*** AVAILABLE DATA

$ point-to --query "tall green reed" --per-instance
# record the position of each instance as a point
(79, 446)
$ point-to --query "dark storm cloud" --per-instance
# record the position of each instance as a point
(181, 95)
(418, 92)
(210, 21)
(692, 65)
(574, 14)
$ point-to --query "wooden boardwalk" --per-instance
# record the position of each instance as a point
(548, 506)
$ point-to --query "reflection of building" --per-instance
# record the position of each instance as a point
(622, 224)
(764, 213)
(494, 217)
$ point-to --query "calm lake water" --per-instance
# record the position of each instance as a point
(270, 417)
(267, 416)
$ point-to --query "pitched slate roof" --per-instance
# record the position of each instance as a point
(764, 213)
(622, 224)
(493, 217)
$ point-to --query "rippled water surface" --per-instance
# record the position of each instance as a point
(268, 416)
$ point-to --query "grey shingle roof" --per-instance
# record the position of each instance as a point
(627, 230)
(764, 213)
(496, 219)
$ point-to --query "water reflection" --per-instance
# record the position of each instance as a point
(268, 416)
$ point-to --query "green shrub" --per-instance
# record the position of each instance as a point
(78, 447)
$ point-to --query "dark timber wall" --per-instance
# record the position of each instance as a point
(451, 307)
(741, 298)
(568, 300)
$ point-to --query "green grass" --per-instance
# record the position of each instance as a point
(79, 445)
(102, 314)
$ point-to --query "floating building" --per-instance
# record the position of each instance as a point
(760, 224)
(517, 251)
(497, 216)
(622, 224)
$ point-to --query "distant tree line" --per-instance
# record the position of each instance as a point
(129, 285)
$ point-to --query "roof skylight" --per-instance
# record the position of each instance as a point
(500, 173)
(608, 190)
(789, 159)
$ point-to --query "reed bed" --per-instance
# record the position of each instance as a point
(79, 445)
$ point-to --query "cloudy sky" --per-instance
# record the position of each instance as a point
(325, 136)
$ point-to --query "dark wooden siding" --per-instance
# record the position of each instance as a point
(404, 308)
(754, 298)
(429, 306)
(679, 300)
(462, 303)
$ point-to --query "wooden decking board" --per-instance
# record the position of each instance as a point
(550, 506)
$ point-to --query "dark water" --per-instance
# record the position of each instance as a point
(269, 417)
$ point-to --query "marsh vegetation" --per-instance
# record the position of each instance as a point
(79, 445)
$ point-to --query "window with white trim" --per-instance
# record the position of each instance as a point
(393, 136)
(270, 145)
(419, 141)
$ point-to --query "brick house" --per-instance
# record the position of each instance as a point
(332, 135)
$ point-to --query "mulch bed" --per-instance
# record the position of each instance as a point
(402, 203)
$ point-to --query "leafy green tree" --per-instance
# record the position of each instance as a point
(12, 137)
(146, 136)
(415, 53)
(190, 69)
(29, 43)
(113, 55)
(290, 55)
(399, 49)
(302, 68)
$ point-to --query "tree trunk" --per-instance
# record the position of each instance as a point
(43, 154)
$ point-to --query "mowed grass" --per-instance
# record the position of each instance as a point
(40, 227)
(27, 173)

******

**REQUIREMENT:** Transcribe all of the data so that each line matches the source exactly.

**ANSWER BOX:**
$ point-to --query "tall green reed" --per-instance
# record the position of each instance as a point
(79, 446)
$ point-to --query "dark storm cloud" --per-instance
# record the position of each instance as a point
(181, 95)
(418, 92)
(210, 21)
(692, 65)
(574, 14)
$ point-to --query "wooden boardwalk" --per-instance
# record the position of each instance as a point
(548, 506)
$ point-to --query "reflection of building" --per-instance
# record the position of each instance as a point
(622, 224)
(764, 213)
(494, 217)
$ point-to --query "calm lake water" --per-instance
# record the position of each instance as a point
(270, 417)
(267, 416)
$ point-to --query "pitched slate roof" --per-instance
# record the position of each instance as a point
(764, 213)
(622, 224)
(493, 217)
$ point-to --query "rippled water surface" --per-instance
# record the position of each instance as a point
(268, 416)
$ point-to --query "grey shingle roof" --per-instance
# record the position of each instance as a point
(627, 230)
(764, 213)
(496, 219)
$ point-to --query "water reflection" --per-instance
# record the position of each instance as a point
(268, 416)
$ point-to --query "green shrub" --per-instance
# record the position of each instance as a point
(78, 447)
$ point-to --query "dark timber wall" --per-instance
# record the position of each instance as a point
(451, 307)
(741, 298)
(568, 300)
$ point-to --query "green grass" --per-instance
# record the position of each instance as a point
(79, 445)
(102, 314)
$ point-to --query "floating building" --per-instance
# record the position of each instance as a point
(760, 224)
(517, 251)
(497, 216)
(622, 224)
$ point-to --query "distant tree line" --per-instance
# record the position of each instance as a point
(129, 285)
$ point-to --query "roof skylight" --per-instance
# record the position of each instance as a point
(500, 173)
(608, 190)
(789, 159)
$ point-to --query "reed bed" --per-instance
# record the position of each instance as a point
(79, 445)
$ point-to --query "cloudy sky" --per-instance
# record the position of each instance as a point
(325, 136)
$ point-to --query "dark wooden siding" --per-instance
# record the position of each instance as a point
(404, 308)
(754, 298)
(429, 306)
(679, 300)
(462, 303)
$ point-to --query "wooden decking board" --per-instance
# record the position of each instance as a point
(550, 506)
$ point-to --query "dark water" --per-instance
# record the position of each instance as a point
(269, 417)
$ point-to --query "marsh vegetation" --per-instance
# record the position of each instance as a point
(79, 445)
$ point-to --query "window with white trim" --per-instance
# record the position of each instance as a point
(393, 136)
(270, 145)
(419, 141)
$ point-to --query "brick house" --per-instance
# record the position of each instance as a point
(332, 135)
$ point-to --query "mulch bed" --per-instance
# record the position of each instance as a point
(402, 203)
$ point-to --query "leafy green tree" --per-instance
# record the position of each instance as a point
(12, 137)
(146, 136)
(415, 53)
(190, 69)
(29, 43)
(113, 55)
(290, 55)
(399, 49)
(302, 68)
$ point-to --query "tree trunk" --per-instance
# record the position of each instance as a point
(43, 154)
$ point-to --query "mowed grass" --per-instance
# record the position of each instance as a point
(40, 227)
(27, 173)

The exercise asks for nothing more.